→ **INPUT ROWS**
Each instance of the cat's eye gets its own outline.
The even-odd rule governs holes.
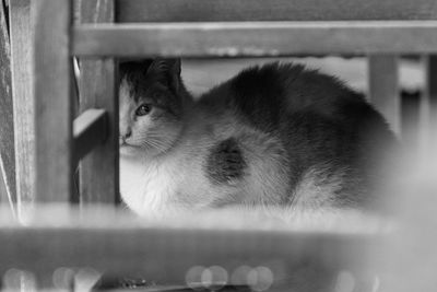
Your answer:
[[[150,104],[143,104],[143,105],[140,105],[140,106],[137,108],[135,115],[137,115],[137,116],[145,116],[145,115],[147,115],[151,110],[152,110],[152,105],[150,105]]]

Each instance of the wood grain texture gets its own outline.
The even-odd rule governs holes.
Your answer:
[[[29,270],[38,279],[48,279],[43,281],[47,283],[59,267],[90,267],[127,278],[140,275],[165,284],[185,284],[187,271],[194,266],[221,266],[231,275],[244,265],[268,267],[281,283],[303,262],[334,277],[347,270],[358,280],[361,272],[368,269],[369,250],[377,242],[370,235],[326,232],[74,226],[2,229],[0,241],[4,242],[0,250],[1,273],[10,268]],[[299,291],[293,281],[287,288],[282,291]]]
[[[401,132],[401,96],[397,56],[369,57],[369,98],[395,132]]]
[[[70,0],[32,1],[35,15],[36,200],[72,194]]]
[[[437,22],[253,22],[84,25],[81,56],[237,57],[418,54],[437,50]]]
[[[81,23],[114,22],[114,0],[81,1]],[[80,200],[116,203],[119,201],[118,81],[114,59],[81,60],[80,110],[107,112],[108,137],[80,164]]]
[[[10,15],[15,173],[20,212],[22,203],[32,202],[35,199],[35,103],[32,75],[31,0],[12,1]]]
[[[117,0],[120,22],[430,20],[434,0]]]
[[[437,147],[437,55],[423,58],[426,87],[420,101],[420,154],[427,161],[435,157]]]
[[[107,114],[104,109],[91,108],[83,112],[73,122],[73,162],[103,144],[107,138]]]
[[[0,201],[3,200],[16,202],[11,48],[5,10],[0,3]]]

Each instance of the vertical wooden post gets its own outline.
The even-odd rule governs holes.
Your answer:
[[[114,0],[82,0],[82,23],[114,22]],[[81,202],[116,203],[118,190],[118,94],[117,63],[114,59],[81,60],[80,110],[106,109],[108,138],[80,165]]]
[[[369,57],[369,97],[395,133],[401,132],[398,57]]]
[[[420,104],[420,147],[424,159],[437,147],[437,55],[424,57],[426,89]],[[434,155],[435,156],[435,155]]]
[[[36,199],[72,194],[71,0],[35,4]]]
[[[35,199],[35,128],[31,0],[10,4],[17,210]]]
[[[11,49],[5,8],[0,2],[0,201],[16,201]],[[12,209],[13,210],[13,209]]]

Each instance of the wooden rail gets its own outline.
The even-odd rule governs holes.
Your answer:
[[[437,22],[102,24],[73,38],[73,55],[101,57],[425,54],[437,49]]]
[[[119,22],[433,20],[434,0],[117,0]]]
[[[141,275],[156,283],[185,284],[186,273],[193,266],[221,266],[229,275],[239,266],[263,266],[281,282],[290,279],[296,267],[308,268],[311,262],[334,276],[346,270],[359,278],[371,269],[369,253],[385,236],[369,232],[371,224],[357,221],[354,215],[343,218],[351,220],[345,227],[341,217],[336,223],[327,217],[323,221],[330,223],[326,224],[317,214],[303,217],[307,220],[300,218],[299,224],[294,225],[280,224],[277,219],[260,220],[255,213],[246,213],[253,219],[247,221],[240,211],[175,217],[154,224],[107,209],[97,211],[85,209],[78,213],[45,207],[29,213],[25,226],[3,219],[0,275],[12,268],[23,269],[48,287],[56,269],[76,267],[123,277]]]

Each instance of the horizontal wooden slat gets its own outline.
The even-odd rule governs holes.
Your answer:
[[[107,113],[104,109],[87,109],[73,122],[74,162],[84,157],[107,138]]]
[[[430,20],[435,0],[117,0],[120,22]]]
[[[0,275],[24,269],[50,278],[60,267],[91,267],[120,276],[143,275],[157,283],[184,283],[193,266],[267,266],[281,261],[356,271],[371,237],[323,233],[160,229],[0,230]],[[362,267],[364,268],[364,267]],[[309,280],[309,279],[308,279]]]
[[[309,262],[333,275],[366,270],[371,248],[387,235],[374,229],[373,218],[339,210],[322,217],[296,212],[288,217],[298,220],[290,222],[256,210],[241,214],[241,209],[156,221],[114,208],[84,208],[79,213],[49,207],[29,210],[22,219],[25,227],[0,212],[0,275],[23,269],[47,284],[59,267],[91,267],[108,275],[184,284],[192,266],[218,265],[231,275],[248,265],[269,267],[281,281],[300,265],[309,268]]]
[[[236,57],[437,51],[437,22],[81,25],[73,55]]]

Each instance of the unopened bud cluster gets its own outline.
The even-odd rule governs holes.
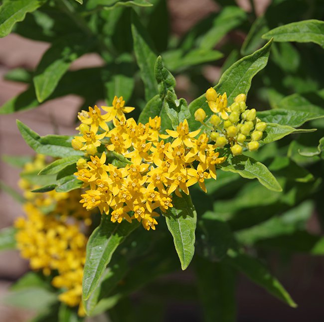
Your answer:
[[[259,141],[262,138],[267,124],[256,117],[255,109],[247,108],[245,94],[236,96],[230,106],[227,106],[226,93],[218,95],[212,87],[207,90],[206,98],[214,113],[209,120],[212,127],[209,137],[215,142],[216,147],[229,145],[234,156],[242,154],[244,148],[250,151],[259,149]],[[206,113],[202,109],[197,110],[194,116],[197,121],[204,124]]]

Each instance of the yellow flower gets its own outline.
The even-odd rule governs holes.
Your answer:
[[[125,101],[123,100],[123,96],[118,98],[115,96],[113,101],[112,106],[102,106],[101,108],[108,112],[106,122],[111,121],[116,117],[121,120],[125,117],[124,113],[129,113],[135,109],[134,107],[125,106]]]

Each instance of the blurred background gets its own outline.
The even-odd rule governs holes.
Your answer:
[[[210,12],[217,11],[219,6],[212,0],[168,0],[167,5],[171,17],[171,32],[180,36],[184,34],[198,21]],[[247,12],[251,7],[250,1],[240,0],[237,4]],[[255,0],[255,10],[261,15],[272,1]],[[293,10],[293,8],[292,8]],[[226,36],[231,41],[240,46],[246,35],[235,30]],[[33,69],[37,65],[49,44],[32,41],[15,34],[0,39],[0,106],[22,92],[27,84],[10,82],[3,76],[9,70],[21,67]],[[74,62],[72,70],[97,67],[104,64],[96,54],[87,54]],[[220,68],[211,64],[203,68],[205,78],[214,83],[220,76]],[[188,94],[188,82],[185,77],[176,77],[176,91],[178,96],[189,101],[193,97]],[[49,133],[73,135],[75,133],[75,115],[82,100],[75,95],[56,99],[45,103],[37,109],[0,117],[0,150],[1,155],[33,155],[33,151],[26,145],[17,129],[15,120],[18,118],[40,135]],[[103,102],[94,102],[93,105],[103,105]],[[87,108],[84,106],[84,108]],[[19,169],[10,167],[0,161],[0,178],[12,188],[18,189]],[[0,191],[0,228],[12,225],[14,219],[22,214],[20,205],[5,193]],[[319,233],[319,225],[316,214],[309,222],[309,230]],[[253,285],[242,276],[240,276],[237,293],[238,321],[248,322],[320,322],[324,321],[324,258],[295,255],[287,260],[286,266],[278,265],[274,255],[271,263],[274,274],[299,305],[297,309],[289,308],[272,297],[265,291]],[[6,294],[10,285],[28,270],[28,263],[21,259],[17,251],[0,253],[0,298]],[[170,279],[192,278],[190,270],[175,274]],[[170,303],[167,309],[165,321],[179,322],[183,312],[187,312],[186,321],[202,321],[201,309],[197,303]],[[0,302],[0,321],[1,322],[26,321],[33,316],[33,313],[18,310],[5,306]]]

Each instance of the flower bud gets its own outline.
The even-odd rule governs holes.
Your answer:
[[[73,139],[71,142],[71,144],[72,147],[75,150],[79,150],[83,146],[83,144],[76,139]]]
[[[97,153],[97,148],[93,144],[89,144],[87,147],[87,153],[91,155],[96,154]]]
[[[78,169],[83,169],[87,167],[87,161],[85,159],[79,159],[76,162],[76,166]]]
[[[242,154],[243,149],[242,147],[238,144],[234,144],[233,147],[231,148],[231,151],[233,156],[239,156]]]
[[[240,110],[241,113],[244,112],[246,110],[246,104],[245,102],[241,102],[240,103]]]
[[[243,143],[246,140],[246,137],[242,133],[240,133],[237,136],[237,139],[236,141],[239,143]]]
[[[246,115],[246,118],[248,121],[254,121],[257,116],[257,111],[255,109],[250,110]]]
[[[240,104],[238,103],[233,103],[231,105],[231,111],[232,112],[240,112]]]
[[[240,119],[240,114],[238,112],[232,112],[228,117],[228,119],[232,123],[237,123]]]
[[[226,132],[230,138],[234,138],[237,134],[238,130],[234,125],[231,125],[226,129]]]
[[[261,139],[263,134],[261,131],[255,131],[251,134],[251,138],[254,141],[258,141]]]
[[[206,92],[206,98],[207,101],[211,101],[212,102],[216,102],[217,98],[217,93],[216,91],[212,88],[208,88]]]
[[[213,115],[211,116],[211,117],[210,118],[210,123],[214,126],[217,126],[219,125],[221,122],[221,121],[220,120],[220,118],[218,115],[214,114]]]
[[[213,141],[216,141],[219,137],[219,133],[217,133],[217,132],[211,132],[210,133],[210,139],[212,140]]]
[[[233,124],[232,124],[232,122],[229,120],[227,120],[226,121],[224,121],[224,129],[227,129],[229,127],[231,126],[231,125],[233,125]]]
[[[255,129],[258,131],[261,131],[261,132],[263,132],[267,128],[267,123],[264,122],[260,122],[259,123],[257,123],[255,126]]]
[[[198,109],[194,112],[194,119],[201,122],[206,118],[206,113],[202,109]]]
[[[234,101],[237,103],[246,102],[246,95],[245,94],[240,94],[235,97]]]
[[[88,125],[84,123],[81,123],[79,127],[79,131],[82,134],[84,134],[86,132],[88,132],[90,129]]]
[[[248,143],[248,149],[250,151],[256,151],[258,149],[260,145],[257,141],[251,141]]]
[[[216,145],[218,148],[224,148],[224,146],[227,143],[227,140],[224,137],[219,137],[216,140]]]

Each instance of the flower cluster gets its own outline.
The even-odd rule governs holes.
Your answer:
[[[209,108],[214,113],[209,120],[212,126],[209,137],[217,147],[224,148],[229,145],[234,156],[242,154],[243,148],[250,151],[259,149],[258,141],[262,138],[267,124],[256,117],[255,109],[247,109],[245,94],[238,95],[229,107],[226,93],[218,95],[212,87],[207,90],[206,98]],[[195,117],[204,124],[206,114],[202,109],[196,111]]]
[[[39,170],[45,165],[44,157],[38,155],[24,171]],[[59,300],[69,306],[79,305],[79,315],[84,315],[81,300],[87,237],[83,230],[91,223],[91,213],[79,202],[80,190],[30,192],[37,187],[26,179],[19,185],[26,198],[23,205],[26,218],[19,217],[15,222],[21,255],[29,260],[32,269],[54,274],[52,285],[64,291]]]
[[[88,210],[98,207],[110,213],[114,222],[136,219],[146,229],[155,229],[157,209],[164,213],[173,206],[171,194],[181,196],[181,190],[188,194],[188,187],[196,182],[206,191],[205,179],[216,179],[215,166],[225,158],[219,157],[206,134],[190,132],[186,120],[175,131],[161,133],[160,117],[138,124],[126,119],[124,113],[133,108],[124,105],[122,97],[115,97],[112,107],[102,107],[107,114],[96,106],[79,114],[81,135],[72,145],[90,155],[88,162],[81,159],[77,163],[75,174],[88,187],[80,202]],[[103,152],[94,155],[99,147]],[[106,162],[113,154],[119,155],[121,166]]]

→ **EXERCISE DETAILS**
Extract every line of the listing above that contains the word "flower".

→ **TASK OUTPUT**
Each instance of the yellow flower gets its own outline.
Each instance of the flower bud gets its own outline.
Each instance of the flower cluster gets its own outline.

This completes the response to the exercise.